__RECORDS__.
━━━━━━━━━━

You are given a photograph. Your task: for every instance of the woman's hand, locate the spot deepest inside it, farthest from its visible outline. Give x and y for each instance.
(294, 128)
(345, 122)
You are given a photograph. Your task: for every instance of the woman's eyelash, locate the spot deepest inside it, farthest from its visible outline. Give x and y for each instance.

━━━━━━━━━━

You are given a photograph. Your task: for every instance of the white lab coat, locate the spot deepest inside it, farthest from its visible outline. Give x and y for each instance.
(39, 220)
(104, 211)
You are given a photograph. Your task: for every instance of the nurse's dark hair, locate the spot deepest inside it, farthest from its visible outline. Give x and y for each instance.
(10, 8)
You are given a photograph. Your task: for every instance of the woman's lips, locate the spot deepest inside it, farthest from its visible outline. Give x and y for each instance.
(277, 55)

━━━━━━━━━━

__GOAL OF THE EXERCISE__.
In the listing above, find the line with "woman's hand, locate" and the line with "woman's eyelash, locate"; output exactly those lines and all lines between them.

__FINISHED EXERCISE__.
You are given a photograph. Your task: for every instance of the woman's hand, locate the spot deepest inside it, farthest from its visible outline. Give x and y for each instance.
(294, 128)
(345, 122)
You are given a photograph. Your task: for every instance of the woman's eyelash, locate the spot deepest inside it, farthest from its visible outline. Give x and y for each instance.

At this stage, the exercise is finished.